To do ::
Reproduce the entries in full, with no changes.

__________________________________________________

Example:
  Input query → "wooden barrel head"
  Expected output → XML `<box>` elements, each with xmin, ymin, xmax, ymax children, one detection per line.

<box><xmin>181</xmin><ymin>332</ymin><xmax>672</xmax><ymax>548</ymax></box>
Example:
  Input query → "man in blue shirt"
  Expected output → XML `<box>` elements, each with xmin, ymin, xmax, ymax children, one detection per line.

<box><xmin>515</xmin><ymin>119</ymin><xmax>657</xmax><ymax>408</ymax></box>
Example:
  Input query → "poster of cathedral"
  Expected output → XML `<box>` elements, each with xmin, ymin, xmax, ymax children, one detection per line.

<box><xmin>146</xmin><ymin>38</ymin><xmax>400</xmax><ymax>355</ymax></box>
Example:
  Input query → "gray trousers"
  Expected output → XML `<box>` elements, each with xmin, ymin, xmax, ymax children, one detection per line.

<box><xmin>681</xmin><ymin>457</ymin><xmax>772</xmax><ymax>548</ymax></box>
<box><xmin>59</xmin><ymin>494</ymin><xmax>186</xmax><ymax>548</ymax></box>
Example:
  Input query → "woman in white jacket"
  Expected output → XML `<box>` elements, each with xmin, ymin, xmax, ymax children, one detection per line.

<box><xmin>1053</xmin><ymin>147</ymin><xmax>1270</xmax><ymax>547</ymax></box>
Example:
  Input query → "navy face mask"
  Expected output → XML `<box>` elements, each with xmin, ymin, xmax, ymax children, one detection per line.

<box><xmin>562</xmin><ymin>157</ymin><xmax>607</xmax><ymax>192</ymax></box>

__________________________________________________

Completed exercise ::
Example:
  Input query → "wooden barrel head"
  Expected output → XML `<box>` elements, each with xmin, ymin, xmax, ymax children, one detection per line.

<box><xmin>181</xmin><ymin>332</ymin><xmax>672</xmax><ymax>548</ymax></box>
Example:
  Input query → "man in blue shirt"
  Expected output → XML `<box>` elements, each with xmin, ymin, xmax, ymax children, one detection per line.

<box><xmin>515</xmin><ymin>119</ymin><xmax>657</xmax><ymax>408</ymax></box>
Example:
  Input query → "poster of cathedral"
  Expected output → XML `<box>` elements, each with xmin, ymin, xmax, ymax children, one detection per line.

<box><xmin>146</xmin><ymin>38</ymin><xmax>400</xmax><ymax>355</ymax></box>
Example:
  Input query → "gray trousers"
  Expected output → XML `<box>` elements, each with xmin, ymin, xmax, ymax children, one detection per line.

<box><xmin>681</xmin><ymin>457</ymin><xmax>772</xmax><ymax>548</ymax></box>
<box><xmin>59</xmin><ymin>494</ymin><xmax>186</xmax><ymax>548</ymax></box>
Example:
  Input query → "woman in white jacket"
  Expected output → XML `<box>` elements, each with xmin, ymin, xmax, ymax children, one detection per line.

<box><xmin>1053</xmin><ymin>147</ymin><xmax>1270</xmax><ymax>547</ymax></box>
Example:
  Input query → "navy face mask"
  Expected output → XML `<box>` elements, each with xmin, ymin, xmax, ymax children, one detection per line.

<box><xmin>562</xmin><ymin>157</ymin><xmax>607</xmax><ymax>192</ymax></box>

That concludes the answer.